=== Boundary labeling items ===

-- START --

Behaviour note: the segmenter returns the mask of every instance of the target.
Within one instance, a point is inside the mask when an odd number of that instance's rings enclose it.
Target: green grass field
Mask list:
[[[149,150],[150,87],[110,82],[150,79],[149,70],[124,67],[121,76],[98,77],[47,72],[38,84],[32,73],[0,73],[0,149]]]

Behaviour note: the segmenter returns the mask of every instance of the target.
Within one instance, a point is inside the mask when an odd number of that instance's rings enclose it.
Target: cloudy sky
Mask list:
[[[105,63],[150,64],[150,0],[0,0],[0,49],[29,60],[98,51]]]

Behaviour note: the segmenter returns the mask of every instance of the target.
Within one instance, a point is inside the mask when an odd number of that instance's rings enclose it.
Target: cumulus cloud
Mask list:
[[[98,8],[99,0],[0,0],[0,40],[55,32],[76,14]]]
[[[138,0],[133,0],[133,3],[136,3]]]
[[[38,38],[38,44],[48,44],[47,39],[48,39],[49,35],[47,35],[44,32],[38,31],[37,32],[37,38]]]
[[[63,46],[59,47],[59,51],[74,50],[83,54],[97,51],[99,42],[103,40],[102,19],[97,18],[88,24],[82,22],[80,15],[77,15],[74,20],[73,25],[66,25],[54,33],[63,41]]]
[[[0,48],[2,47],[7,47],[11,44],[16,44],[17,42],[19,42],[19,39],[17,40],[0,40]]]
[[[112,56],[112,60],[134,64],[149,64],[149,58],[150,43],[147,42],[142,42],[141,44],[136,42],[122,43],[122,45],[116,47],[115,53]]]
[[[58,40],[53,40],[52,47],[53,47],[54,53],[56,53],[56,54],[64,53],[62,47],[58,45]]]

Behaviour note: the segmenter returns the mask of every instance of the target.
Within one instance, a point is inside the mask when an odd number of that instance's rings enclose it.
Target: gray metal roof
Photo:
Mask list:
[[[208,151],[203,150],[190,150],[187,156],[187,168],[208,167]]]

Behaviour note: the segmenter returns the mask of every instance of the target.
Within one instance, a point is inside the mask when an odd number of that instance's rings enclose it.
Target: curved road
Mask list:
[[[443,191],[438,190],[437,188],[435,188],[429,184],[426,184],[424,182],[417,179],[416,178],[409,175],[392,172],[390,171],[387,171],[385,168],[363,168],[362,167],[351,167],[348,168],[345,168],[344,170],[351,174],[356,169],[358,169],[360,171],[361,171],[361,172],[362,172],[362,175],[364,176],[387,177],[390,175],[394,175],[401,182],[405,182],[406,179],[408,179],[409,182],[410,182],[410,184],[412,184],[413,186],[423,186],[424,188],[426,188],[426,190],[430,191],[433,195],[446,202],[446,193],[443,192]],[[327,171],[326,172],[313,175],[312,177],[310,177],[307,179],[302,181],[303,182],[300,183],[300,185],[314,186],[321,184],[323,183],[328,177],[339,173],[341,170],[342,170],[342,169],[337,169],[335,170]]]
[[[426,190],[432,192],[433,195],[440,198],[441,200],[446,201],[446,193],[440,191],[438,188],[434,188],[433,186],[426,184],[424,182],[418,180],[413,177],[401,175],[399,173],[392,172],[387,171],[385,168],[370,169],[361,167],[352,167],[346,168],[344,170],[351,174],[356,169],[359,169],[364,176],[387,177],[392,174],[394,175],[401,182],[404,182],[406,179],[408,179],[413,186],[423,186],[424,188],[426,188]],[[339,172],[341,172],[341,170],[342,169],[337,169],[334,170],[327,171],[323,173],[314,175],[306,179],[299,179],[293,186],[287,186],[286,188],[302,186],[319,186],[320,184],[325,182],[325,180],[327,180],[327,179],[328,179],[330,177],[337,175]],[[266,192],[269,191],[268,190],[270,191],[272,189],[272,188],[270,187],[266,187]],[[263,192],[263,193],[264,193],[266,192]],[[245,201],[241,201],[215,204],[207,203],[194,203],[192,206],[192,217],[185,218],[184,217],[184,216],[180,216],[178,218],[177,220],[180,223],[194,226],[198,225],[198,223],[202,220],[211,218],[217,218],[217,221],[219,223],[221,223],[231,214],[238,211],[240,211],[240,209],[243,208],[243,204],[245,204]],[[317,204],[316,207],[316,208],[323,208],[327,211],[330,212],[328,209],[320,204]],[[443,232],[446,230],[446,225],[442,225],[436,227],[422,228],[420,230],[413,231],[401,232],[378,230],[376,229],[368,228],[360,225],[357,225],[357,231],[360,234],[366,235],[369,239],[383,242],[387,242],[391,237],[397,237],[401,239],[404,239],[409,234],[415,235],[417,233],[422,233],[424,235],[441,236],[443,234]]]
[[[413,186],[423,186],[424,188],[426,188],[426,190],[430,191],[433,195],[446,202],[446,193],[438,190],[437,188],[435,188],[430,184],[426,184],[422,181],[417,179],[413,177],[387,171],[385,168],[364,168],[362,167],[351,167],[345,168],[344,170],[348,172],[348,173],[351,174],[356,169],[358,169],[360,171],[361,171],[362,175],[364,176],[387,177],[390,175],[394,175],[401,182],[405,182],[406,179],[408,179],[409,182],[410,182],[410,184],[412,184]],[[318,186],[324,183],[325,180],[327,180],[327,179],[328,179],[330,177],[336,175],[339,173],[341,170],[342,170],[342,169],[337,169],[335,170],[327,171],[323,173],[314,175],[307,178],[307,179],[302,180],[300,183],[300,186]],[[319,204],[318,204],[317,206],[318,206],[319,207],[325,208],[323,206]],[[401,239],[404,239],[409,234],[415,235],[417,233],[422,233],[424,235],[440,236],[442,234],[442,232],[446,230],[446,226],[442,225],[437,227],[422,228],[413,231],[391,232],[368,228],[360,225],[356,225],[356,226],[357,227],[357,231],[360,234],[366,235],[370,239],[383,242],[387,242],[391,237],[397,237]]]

-- END --

=== What to do ===
Please copy the rows word for word, starting at the very first line and ending at the line that contains "[[[105,63],[150,64],[150,0],[0,0],[0,49],[29,60],[98,51]]]", with both of those lines included.

=== Expected answer ===
Behaviour note: the segmenter returns the mask of every instance of the target.
Within one instance, a point is inside the mask when an odd number of that instance's rings enclose it.
Target: green grass field
Mask list:
[[[149,150],[150,87],[110,82],[150,79],[149,70],[124,67],[121,76],[98,77],[47,72],[38,84],[32,73],[0,73],[0,149]]]

Behaviour note: the segmenter returns the mask of every instance of the target.
Within one instance, a point is inside the mask when an odd number of that instance's rings enclose it.
Target: cloudy sky
Mask list:
[[[105,63],[150,64],[150,0],[0,0],[0,49],[29,60],[98,51]]]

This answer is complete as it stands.